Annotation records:

════════════════════

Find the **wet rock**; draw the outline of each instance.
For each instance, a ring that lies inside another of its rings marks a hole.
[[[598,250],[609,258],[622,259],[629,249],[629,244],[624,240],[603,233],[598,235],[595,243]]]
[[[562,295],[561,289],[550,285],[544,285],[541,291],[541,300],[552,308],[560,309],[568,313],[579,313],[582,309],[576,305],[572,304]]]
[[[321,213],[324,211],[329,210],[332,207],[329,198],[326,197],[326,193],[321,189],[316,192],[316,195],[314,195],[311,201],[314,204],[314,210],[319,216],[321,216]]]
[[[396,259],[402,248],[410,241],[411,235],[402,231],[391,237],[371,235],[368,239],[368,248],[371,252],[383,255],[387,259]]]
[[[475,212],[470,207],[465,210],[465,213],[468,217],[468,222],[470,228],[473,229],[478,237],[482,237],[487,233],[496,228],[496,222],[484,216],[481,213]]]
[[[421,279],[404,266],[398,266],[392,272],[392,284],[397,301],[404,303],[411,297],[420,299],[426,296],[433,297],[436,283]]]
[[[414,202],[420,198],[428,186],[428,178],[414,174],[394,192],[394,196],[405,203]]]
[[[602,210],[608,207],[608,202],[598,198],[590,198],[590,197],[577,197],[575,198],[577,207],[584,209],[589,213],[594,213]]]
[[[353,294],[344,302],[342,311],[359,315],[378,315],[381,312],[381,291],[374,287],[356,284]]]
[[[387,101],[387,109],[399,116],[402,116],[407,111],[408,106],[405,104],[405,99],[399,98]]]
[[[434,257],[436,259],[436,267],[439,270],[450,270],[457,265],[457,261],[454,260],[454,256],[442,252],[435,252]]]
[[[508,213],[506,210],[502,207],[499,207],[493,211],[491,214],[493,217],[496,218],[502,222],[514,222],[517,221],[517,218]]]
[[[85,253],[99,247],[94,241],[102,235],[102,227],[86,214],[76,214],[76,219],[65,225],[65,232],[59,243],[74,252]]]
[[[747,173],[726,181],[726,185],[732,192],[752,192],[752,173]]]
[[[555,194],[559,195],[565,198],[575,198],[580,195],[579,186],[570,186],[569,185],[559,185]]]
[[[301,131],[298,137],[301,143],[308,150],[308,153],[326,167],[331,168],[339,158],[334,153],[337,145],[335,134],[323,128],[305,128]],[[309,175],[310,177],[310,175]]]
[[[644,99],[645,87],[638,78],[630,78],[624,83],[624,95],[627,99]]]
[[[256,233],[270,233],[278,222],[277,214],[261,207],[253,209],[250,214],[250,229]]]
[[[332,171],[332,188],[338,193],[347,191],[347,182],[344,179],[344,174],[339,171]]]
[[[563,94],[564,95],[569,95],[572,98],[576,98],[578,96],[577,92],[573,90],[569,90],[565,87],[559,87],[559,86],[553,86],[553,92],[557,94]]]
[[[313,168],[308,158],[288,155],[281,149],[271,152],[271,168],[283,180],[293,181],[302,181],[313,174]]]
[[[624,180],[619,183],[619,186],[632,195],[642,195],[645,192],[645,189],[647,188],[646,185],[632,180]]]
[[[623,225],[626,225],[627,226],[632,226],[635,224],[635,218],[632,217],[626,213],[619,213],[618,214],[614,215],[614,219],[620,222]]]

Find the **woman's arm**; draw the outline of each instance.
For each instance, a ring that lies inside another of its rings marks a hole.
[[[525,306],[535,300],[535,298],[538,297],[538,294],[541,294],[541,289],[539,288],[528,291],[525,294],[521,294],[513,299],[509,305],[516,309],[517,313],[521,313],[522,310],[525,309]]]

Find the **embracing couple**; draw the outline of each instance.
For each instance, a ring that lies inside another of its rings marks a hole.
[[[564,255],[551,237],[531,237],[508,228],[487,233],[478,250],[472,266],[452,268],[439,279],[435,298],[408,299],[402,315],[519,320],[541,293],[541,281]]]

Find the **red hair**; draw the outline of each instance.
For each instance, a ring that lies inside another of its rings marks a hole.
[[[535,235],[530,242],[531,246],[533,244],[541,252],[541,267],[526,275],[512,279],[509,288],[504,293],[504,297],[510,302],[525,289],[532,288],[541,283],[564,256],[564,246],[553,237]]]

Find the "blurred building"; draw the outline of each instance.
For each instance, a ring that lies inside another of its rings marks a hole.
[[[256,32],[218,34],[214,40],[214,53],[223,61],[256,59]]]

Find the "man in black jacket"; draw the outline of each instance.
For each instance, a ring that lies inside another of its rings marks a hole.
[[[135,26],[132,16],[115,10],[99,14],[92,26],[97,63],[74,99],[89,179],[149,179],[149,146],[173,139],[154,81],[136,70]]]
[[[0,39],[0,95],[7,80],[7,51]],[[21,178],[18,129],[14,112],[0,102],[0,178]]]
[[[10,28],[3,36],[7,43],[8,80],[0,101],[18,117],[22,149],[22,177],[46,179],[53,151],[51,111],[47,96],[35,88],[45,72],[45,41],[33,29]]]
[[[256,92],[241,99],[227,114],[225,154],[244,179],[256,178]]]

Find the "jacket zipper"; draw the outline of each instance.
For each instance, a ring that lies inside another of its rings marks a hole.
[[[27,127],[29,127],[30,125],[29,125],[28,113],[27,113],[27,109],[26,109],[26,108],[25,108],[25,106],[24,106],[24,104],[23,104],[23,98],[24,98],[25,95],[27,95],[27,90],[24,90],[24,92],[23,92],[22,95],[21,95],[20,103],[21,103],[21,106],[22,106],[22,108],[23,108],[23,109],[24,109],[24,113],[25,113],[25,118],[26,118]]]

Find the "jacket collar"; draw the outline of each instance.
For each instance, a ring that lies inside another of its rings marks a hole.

════════════════════

### [Your goal]
Shift every coordinate in the answers above by adding 14 to each number. Reproduce all lines of the listing, requests included, from the line containing "Find the **red" through the end of the listing.

### [Task response]
Find the **red hair**; draw the outline of each instance.
For each instance, a ring that lies inside another of its rings marks a hole.
[[[549,249],[544,256],[545,260],[547,258],[555,266],[555,281],[540,289],[526,293],[523,302],[518,307],[518,311],[524,316],[539,303],[546,302],[555,297],[578,270],[578,260],[567,251]]]

Find the "blurred building"; draw the outline of each instance.
For each instance, a ring that lies inside another of its rings marks a hole.
[[[270,46],[232,48],[228,54],[228,67],[237,75],[270,73]]]

Find the "man in black jacket"; draw the outline of each instance.
For each instance, a ring that lies inside another of its rings marks a hole.
[[[149,40],[146,30],[129,24],[113,28],[106,40],[111,77],[88,113],[103,193],[163,193],[163,160],[187,153],[168,95],[150,84]]]
[[[14,53],[14,109],[21,94],[21,65]],[[35,192],[32,143],[28,126],[14,116],[14,192]]]
[[[24,42],[17,50],[21,57],[22,94],[14,115],[32,131],[36,163],[36,191],[60,193],[67,165],[65,125],[61,110],[49,102],[59,86],[59,55],[47,43]]]
[[[270,106],[255,113],[241,128],[239,168],[258,193],[270,192]]]

Find the "jacket zipper"; draw the outline of each instance.
For each instance, a ring that lies inside another of its rings marks a hole.
[[[41,141],[43,141],[44,139],[43,139],[42,127],[41,127],[41,123],[40,123],[40,122],[39,122],[39,120],[38,120],[38,118],[37,118],[37,112],[38,112],[39,109],[41,109],[41,104],[38,104],[38,106],[37,106],[36,109],[35,109],[34,117],[35,117],[35,120],[36,120],[36,122],[37,122],[37,123],[38,123],[38,127],[39,127],[39,132],[40,132]]]

Find the "jacket collar"; draw the outline of each instance.
For each instance, a ring that lies inside another of its rings marks a hole.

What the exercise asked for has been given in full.